* Page excerpt:
——

Skip to content

TorchLib function authoring guide

Justin Chu edited this page Nov 23, 2024 · 10 revisions

Updated: November 2023
Authors: @titaiwangms @justinchuby

Principles

TorchLib functions are pure data. This means we avoid defining runtime behavior as code in the functions. Update Nov 2024: Prefer traced functions to avoid redundant operators.

Check native_functions.yaml

The primary objective of torchlib revolves around transforming a PyTorch model into an ONNX model. To accomplish this, it's essential to initially grasp the function signature within PyTorch, specifically focusing on ATen operators. You can find a comprehensive list of these native functions in PyTorch defined within the native_functions.yaml file.

- func: func_name(ArgType arg0[=default], ArgType arg1[=default], ...) -> Return
  variants: function, method
  dispatch:
    CPU: func_cpu
    CUDA: func_cuda

Developers need to exercise caution when dealing with the ArgType, as each distinct ArgType corresponds to a different TypeVar within torchlib.

Implement OnnxFunction/TracedOnnxFunction

The decorator: torch_op

The torch_op decorator serves the purpose of formally registering the function within the torchlib framework.

def torch_op(
    name: str | tuple[str, ...],
    *,
    registry: Optional[Registry] = None,
    trace_only: bool = False,
    private: bool = False,
    complex: bool = False,
) -> Callable[[FunctionType], onnxscript.OnnxFunction | onnxscript.values.TracedOnnxFunction]:
    """Register a torch op.

    Args:
        name: Qualified ATen name of the function. E.g. "aten::relu", "aten::add.Tensor".
            Or a tuple of names e.g. ("aten::add.Scalar", "aten::add.Tensor").
            Default overloads should be specified by omitting the overload part,
            i.e. "aten::relu" instead of "aten::relu.default".
        registry: Registry to register the function to. If None, the default registry is used.
        trace_only: Whether the function should only be traced and not compiled.
        private: Whether the function is private (not directly exposed). It should
            be true for all functions with names starting with "_".
        complex: Whether the function supports complex.
    """
    ...

——

* Record extracts:
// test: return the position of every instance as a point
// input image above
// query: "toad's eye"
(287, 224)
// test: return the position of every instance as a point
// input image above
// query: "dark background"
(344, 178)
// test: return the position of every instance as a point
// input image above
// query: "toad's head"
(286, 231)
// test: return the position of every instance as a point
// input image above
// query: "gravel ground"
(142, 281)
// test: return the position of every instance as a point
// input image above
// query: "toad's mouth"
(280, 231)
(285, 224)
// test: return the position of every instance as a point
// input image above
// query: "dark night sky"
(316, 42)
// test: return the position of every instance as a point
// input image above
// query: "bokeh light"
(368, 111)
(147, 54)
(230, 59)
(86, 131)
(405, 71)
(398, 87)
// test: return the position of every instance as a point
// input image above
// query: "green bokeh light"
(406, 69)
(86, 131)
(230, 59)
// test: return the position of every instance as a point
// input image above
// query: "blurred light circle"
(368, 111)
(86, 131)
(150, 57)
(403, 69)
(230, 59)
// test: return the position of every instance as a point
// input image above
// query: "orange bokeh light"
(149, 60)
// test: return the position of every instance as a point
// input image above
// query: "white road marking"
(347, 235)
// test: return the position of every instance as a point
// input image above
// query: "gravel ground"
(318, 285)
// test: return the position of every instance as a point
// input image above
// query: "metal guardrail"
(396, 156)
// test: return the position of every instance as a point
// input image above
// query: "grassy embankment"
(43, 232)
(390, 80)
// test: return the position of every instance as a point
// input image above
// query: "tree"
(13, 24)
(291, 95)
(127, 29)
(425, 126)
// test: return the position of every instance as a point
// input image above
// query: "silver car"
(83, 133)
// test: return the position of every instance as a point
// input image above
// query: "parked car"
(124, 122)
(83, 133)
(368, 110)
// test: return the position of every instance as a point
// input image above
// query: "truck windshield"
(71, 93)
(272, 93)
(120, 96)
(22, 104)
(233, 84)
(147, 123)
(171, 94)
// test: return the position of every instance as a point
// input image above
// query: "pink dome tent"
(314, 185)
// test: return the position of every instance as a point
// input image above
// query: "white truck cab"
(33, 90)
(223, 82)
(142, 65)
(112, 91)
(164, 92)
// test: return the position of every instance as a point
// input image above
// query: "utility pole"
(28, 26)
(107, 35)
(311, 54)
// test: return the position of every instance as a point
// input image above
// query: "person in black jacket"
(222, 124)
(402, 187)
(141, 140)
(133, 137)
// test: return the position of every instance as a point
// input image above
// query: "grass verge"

——

* What you need to do:
A - Write out the TorchLib guide text between "Updated: November 2023" and "avoid redundant operators.", inclusive, word for word.
B - Carry the TorchLib function authoring guide forward from its final line.
The entries here were taken from a different source.

* Outputs for the tasks:
A -
Updated: November 2023
Authors: @titaiwangms @justinchuby

Principles

TorchLib functions are pure data. This means we avoid defining runtime behavior as code in the functions. Update Nov 2024: Prefer traced functions to avoid redundant operators.

B -
The trace_only feature enhances the functionality of script() by incorporating intricate control-flow through the utilization of the TracedOnnxFunction class. Unlike the process of compiling the entire control-flow enabled function into OnnxFunction, TracedOnnxFunction merely traces it as a standard Python function. This adaptation allows for the handling of unsupported control-flow scenarios.

Function signature

  • Name a function starting with the namespace it's from. For example, aten_abs or prims_abs.
  • Correctly annotate the inputs and attributes with native_function.yaml.

Introduce or define a single TypeVar within tensor_typing that corresponds to the designated ArgType indicated in the native_functions.yaml file. Typically, inputs are expected to conform to tensor types, while attributes are anticipated to be of primitive types. Nevertheless, the specific circumstances evolve on a case-by-case basis due to the implementation of OnnxFunction, adapting to the prerequisites of the employed ONNX operators within the function.

Function body

OnnxFunction

When scripting the function, it's imperative that every computation within the function is executed using ONNX operators. A prefix denoted as opset{version} is employed to indicate the source of the operator. OnnxFunction additionally provides partial support for control-flow operations, as well as streamlined coding practices like 'if' statements, 'for' loops, automatic constant encapsulation, and automatic basic arithmetic encapsulation.

@torch_op("aten::gather")
def aten_gather(
    self: TReal,
    dim: int,
    index: TInt,
    sparse_grad: bool = False,  # pylint: disable=unused-argument
) -> TReal:
    """gather(Tensor self, int dim, Tensor index, *, bool sparse_grad=False) -> Tensor"""

    # When (index) is empty, return (self)
    if op.Size(op.Shape(index)) == 0:  # Support control-flow
        result = self
    else:
        if op.Size(op.Shape(self)) == 0:  # 0 is auto-wrapping of op.Constant(value_float=[0])
            self = op.Reshape(self, op.Constant(value_ints=[-1]))
        if op.Size(index) == 0:  # == is auto-wrapping on op.Equal()
            result = op.CastLike(index, self)
        else:
            index = op.Cast(index, to=INT64.dtype)
            result = op.GatherElements(self, index, axis=dim)
    return result

TracedOnnxFunction

This category of function is essentially a pure Python function that encompasses OnnxFunction. The rationale behind its necessity lies in the fact that the constrained coding capabilities of OnnxFunction cannot adequately address intricate scenarios within the operator. These situations may encompass unsupported operations such as dictionaries, the 'len()' function, checks for 'None', and so on.

@torch_op("aten::layer_norm", trace_only=True)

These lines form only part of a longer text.